WHAT YOU SHOULD DO: Repeat the entries verbatim.

[Data entries]

---------------

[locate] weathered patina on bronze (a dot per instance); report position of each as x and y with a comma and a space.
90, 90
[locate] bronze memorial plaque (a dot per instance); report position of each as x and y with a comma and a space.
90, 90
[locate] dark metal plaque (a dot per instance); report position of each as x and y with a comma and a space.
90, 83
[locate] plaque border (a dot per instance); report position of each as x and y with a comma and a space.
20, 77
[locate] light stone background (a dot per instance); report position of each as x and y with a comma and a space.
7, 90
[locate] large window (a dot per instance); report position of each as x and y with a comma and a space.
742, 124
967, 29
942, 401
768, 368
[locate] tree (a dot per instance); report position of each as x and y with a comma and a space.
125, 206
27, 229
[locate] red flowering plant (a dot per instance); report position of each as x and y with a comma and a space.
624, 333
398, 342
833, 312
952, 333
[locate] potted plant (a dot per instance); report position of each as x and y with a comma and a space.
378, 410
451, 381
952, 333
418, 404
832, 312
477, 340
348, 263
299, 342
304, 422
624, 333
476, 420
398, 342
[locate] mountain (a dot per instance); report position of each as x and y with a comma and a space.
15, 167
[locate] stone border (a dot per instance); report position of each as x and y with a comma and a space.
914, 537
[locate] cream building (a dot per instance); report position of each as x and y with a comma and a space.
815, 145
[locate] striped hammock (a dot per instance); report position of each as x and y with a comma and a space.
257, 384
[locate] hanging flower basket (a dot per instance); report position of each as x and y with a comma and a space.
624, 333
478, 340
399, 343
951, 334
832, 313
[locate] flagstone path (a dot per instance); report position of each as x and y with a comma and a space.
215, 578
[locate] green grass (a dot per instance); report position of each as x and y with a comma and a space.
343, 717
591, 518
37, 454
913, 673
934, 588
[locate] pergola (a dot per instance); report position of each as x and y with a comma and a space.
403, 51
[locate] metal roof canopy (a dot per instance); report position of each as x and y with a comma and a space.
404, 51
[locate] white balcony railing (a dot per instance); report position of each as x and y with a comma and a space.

---------------

REPLY:
[locate] weathered patina on bronze (a dot per instance); report position of each as x and y with a comma and a space.
90, 90
[locate] bronze memorial plaque (a dot per instance); report position of each as x and y with a comma and a space.
90, 90
[locate] dark metal plaque (a dot per instance); report position of each as x and y with a comma and a space.
90, 83
[locate] plaque border (a dot per instance); report position of each as x and y with a comma and a space.
20, 77
[locate] light stone background (a dot per instance); report position of each as x and y with a comma and a space.
7, 90
[locate] large window (a dot per instance); report position of each as x and y with a comma and a space.
742, 124
967, 29
942, 401
768, 368
[locate] tree (a dot per instance); report position of each as x and y with a comma and a space.
125, 206
27, 229
[locate] red flowering plant (a dot per instance); report position of each as x and y with a comma and a space.
624, 333
398, 342
833, 312
952, 333
[locate] potted plant (a dot per instance); report position of each as x and y with a comma and a space.
378, 410
451, 381
952, 333
418, 404
832, 312
477, 340
348, 263
299, 342
304, 422
624, 333
476, 420
398, 342
[locate] mountain (a dot per instance); report position of each as x and y with a comma and a space.
15, 167
[locate] stone border (a dot per instance); report position of each as x and y with a comma and a space.
914, 537
[locate] cream building (a dot per instance); report position of each as x and y with a comma and a space.
815, 145
[locate] striped hammock (a dot per instance); report position of each as x and y with a comma and a space.
257, 384
[locate] hanging flower basket (a dot per instance); report position of each as x and y with a comma and a space.
624, 333
478, 340
399, 343
951, 334
832, 313
[locate] flagstone path (a dot per instance); report position of each as x and y with a comma and a space.
215, 578
[locate] green grass (a dot per instance); report position of each as x and y with a comma and a space.
343, 717
591, 518
37, 454
913, 673
934, 588
[locate] pergola (a dot per instance); report position of each as x and y with a comma and a space.
403, 51
[locate] metal roof canopy (a dot per instance); report position of each as x and y with a comma and a space.
404, 51
[locate] white balcony railing (a dot per instance); report position of each as x and y with a comma and a space.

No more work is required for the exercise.